Objectif:
Résumez en deux phrases l'entretien avec Maxime KABORE.

Infobf.net : Comment se porte aujourd’hui Maxime KABORE ?
Maxime KABORE : Je suis en pleine forme, je vais bien je suis entre la Belgique et le Burkina Faso. Je mène mes activités académiques. Comme vous le savez, j’enseigne dans des universités ici au Burkina Faso. La jeunesse, c’est le fer de lance de la nation et elle doit être bien formée. Nous participons à l’éveil des consciences.
On sait que vous vivez et travaillez en Belgique, alors que devient votre parti politique, le PIB ?
Ah ! Le problème c’est que les activités des partis politiques sont suspendues actuellement. Sinon, nous sommes là, on observe, on n’aime pas être dans l’agitation, ce qui importe c’est de continuer à maintenir les militants dans un regard assez constructif sur le pays et c’est bien dommage que l’on perçoive les hommes politiques actuellement comme étant des trouble-fêtes, même si certains se sont illustrés dans le passé comme étant des gens intéressés par l’argent ou le pouvoir, nous, nous sommes simplement pour l’animation de la vie politique dans le sens de l’éveil des consciences en formant nos militants et c’est clair qu’aujourd’hui avec les moyens de communications, les réseaux sociaux, ils ont la possibilité de s’exprimer, de débattre et c’est ça aussi notre rôle. Je pense que la politique, c’est être là où le besoin se fait sentir et plusieurs fois nous avons été présents pour parrainer des activités allant dans le sens des déplacés internes mais nous n’avons pas voulu médiatiser car nous estimons qu’exhiber les gens, les prendre dans leur misère et venir étaler, juste pour faire de la communication, ce n’est pas bien.

Un bloc de données:
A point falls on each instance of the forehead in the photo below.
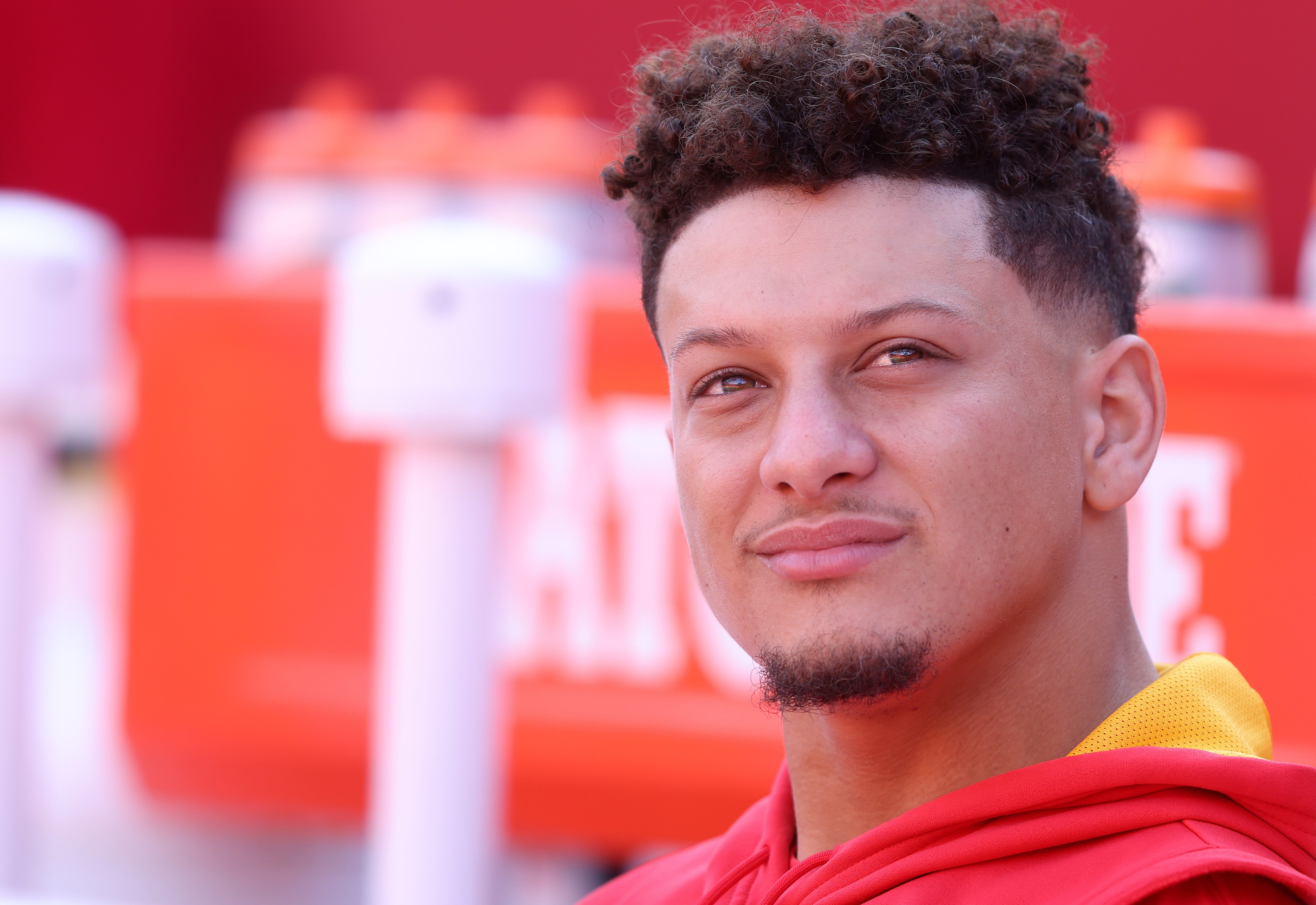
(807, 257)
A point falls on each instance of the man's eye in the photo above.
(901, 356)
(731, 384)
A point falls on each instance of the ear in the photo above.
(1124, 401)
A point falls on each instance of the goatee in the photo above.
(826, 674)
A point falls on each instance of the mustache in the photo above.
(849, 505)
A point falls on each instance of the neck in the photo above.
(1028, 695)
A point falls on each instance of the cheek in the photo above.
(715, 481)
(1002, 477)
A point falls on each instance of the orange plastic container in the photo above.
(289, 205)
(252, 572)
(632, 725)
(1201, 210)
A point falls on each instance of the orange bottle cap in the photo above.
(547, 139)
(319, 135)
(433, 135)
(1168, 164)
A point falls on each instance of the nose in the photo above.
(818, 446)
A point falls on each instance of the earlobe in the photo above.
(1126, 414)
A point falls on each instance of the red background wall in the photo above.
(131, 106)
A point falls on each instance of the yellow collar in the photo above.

Résultat:
Maxime KABORE dit être en pleine forme, partager son temps entre la Belgique et le Burkina Faso et enseigner dans des universités au Burkina Faso pour bien former la jeunesse. Il explique que les activités des partis politiques sont suspendues, que le PIB continue de former ses militants dans le sens de l'éveil des consciences et qu'il a parrainé des activités en faveur des déplacés internes sans vouloir les médiatiser.